§ **Work to complete**:
Pull each line holding "elderly" out of the entries below.

§ **Exercise data**:
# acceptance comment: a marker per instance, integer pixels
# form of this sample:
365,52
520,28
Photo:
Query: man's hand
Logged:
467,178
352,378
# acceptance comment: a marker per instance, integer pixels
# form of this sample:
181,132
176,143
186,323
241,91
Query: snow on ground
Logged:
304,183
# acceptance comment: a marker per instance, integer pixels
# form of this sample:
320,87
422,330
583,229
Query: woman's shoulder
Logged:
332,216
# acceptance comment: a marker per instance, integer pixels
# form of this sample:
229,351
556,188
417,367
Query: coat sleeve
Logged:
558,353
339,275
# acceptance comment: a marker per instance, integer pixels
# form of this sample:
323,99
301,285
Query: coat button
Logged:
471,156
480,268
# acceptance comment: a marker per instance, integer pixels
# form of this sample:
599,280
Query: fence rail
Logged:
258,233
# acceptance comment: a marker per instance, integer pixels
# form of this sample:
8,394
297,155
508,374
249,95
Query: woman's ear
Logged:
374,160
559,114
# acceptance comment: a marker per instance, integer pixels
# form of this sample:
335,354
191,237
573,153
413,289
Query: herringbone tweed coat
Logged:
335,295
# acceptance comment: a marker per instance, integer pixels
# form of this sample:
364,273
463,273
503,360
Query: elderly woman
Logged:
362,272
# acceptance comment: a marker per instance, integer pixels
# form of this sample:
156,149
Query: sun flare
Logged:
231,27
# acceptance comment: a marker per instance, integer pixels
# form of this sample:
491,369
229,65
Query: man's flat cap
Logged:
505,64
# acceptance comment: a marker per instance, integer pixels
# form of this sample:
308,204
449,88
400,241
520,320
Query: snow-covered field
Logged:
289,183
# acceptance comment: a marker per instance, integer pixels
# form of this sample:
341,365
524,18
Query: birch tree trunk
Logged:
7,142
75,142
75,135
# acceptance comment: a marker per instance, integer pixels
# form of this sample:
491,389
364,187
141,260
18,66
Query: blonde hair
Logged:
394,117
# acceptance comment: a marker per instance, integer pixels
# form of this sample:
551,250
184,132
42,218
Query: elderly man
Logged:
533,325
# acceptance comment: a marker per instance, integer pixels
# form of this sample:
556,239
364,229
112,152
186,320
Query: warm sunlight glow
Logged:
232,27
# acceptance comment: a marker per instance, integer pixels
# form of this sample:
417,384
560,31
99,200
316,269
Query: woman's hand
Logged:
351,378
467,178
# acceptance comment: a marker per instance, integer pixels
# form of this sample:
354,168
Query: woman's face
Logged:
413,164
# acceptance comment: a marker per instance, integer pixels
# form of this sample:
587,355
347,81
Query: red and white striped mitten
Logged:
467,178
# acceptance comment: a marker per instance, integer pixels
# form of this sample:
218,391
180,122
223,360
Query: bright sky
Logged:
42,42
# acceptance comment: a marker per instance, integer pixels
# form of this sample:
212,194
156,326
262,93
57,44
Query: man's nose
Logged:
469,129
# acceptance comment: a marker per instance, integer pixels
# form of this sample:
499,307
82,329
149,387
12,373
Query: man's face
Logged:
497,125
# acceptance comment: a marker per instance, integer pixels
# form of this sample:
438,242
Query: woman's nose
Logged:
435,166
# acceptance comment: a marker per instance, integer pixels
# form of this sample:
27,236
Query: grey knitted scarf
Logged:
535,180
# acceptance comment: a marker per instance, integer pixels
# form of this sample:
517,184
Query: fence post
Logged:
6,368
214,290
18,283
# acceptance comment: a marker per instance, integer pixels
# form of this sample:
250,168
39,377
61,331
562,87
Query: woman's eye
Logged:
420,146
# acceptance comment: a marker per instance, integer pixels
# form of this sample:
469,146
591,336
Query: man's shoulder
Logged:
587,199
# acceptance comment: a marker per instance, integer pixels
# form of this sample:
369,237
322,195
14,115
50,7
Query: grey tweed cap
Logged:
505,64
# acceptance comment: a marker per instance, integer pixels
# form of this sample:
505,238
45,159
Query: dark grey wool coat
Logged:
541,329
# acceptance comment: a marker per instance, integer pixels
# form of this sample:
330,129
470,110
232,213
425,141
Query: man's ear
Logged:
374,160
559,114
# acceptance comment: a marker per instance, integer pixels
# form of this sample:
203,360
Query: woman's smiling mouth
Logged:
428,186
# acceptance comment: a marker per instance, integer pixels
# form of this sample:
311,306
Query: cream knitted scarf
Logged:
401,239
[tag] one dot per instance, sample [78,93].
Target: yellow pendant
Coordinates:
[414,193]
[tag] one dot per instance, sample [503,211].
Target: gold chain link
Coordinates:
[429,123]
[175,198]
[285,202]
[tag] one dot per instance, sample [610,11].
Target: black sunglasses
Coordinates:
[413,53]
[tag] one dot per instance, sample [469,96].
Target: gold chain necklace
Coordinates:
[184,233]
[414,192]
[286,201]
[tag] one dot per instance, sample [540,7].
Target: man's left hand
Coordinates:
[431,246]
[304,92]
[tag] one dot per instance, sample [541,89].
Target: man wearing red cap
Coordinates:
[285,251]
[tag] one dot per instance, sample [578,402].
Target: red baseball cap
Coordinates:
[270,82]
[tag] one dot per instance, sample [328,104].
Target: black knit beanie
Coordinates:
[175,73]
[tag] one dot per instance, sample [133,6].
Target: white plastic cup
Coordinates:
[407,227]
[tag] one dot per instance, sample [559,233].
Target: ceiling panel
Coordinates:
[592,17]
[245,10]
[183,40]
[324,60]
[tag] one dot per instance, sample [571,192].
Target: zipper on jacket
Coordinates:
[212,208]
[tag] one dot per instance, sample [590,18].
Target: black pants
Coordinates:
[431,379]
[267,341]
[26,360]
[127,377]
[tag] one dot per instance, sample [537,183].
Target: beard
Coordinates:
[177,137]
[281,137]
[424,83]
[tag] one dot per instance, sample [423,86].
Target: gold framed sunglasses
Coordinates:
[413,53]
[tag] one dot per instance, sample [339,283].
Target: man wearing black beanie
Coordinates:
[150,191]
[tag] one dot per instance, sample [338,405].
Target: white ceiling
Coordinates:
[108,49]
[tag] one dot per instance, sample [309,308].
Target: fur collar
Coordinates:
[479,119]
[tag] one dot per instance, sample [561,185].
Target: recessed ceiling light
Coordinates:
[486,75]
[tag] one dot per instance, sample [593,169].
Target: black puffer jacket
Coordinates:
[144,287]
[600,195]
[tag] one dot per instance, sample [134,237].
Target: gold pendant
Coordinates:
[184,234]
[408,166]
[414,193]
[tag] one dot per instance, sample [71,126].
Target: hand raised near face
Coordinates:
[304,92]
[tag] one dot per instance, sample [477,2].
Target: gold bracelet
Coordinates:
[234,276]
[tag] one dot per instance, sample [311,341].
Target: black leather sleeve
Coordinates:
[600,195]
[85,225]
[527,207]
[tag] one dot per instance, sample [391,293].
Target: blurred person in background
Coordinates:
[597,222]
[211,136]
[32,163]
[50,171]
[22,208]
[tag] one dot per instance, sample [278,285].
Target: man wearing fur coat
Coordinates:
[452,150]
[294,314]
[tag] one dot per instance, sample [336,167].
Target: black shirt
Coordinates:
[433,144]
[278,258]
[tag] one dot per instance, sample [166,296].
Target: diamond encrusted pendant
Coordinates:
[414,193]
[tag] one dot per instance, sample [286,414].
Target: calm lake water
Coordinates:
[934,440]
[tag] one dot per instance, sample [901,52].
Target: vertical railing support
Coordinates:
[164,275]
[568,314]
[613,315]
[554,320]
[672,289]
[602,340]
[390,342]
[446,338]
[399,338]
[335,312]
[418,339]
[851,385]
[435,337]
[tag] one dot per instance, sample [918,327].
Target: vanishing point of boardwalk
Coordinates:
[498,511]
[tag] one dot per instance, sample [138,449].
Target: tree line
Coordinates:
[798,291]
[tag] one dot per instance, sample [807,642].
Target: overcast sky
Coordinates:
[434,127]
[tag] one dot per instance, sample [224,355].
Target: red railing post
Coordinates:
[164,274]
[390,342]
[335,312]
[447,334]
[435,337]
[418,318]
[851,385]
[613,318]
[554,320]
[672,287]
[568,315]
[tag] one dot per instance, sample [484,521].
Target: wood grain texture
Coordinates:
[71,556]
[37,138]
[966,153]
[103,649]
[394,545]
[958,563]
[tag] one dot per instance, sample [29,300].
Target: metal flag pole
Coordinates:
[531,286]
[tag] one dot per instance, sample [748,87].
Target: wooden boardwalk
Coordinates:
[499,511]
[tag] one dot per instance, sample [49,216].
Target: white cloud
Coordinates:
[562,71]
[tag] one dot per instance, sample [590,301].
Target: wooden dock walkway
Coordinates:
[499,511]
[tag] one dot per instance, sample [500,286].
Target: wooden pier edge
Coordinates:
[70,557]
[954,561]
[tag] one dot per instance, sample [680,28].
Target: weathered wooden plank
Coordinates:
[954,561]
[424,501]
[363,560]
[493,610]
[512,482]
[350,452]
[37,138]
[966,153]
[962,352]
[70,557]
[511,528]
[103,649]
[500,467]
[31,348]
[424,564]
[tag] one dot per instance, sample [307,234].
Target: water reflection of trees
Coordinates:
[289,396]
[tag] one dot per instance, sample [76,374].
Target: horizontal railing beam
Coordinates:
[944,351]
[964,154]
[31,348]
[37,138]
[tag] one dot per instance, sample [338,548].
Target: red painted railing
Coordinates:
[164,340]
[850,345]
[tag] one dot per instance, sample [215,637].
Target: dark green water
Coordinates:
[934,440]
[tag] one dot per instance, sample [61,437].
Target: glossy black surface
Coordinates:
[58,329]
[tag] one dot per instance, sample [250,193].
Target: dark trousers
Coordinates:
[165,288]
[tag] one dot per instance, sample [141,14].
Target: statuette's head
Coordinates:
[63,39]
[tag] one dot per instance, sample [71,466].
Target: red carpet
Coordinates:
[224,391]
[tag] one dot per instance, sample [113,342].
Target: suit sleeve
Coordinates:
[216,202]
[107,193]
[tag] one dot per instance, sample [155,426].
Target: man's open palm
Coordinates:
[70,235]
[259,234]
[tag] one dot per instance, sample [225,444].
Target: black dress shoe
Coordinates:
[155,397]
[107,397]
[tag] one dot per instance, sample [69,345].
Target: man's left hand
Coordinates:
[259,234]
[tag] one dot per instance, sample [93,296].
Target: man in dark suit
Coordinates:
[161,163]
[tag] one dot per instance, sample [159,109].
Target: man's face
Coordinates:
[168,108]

§ **Result of this exercise**:
Query: elderly woman
Query: elderly man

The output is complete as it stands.